Instructions for the task –
For the entries that follow, set down each one exactly and drop any pictures.

Task inputs –
===============

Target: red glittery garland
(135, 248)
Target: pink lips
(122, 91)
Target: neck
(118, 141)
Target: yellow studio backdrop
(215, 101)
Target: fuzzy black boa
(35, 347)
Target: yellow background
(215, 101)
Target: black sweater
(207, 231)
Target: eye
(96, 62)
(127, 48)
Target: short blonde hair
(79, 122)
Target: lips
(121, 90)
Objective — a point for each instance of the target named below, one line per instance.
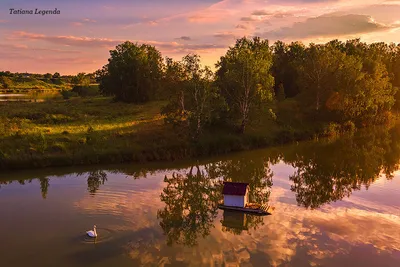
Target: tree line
(339, 84)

===============

Result –
Target: red glittery garland
(135, 248)
Target: pink lips
(122, 91)
Target: neck
(118, 141)
Target: yellow studio backdrop
(215, 101)
Target: fuzzy black boa
(35, 347)
Target: yellow background
(215, 101)
Target: black sweater
(207, 231)
Target: eye
(96, 62)
(127, 48)
Target: short blonde hair
(79, 122)
Target: lips
(121, 90)
Objective — a point for each instance of the target named below, one line per instance.
Target: tree line
(339, 84)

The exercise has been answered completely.